━━━━━ Records provided ━━━━━

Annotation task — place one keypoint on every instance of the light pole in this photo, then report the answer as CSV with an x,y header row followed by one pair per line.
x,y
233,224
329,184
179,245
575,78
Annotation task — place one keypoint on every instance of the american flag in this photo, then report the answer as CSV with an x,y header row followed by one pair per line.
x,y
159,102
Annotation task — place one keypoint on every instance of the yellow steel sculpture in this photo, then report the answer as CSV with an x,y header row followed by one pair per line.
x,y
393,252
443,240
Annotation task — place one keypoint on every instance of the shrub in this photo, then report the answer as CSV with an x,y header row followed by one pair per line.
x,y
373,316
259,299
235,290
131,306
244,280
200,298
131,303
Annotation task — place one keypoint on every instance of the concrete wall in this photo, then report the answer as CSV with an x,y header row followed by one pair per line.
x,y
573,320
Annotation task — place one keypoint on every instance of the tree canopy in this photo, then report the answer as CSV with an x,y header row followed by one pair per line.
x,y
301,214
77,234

━━━━━

▸ What you need to do:
Copy out everything from the line containing "of the tree" down to the end of the records, character for character.

▸ Response:
Annotation task — place one keypoint on every instance of the tree canopy in this photo, then report the answer as CSV with an x,y header row followed by one pair per line.
x,y
301,214
77,234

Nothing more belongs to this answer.